_Source document_.

— begin —

Re: [review feedback] Visual vs. logical ordering of text from Richard Ishida on 2013-04-12 (www-international@w3.org from April to June 2013)

From: Richard Ishida <ishida@w3.org>
Date: Fri, 12 Apr 2013 16:31:24 +0100
To: Tomer Mahlin <TOMERM@il.ibm.com>
CC: www-international@w3.org
Message-ID: <516828CC.4030709@w3.org>
Tomer, many thanks for taking the time to write such an informative 
review.  This information is out of scope for the defined purpose of the 
article as it stands ("What is the difference between visual and logical 
ordering of text, and which should I use?"), but I added a small section 
as follows, pointing to your email.

[
Working with legacy systems

In modern systems where backend storage includes legacy data (created at 
some point using green screens) represented in visual order (such as 
mainframes or iSeries computers) it is necessary to support 
bidirectional flow of data between the back end (visual ordering) and 
web front end (logical ordering).

Various factors may be involved in this process, besides the order of 
the characters themselves. This level of detail is beyond the scope of 
the question that frames this article, but you can find useful 
additional information in a helpful email from Tomer Mahlin, of the IBM 
Bidi Development Lab.
]

Cheers,
RI


On 05/03/2013 05:00, Tomer Mahlin wrote:
> These are consolidated comments from IBM Bidi Globalization Center of
> Competency on the document stored at:
> http://www.w3.org/International/tutorials/new-bidi-xhtml/qa-visual-vs-logical
>
>
> General observations
>
>    In modern systems in which backend storage including legacy data
> (created at some point using green screens) is represented by visual
> system (such as mainframe or iSeries) it is required to support
> bidirectional flow of data between back end (visual ordering) and web
> front end (logical ordering).

— end —

_Source excerpt_.
— begin —

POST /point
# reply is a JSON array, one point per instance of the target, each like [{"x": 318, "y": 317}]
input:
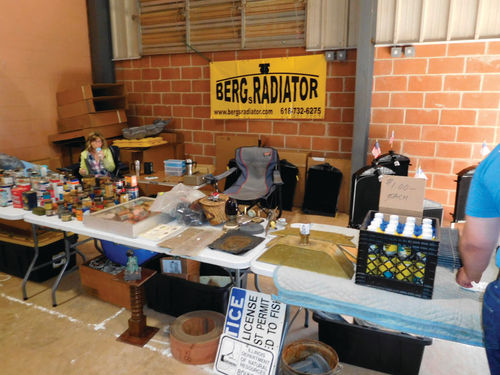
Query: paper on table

— end —

_List of tasks_.
A) Return the passage of the message on visual and logical ordering from "From: Richard Ishida" up to and including "to your email.".
B) In the message on visual and logical ordering, what organization is Tomer Mahlin identified as belonging to in the new section?
C) Drawing on the message on visual and logical ordering, explain why only a small section pointing to the email was added to the article instead of the review's full information.

_The answers_.
A)
From: Richard Ishida <ishida@w3.org>
Date: Fri, 12 Apr 2013 16:31:24 +0100
To: Tomer Mahlin <TOMERM@il.ibm.com>
CC: www-international@w3.org
Message-ID: <516828CC.4030709@w3.org>
Tomer, many thanks for taking the time to write such an informative 
review.  This information is out of scope for the defined purpose of the 
article as it stands ("What is the difference between visual and logical 
ordering of text, and which should I use?"), but I added a small section 
as follows, pointing to your email.

B) The IBM Bidi Development Lab.

C) The information falls outside the article's defined purpose, which is to answer "What is the difference between visual and logical ordering of text, and which should I use?" The new section also states that this level of detail is beyond the scope of the question that frames the article.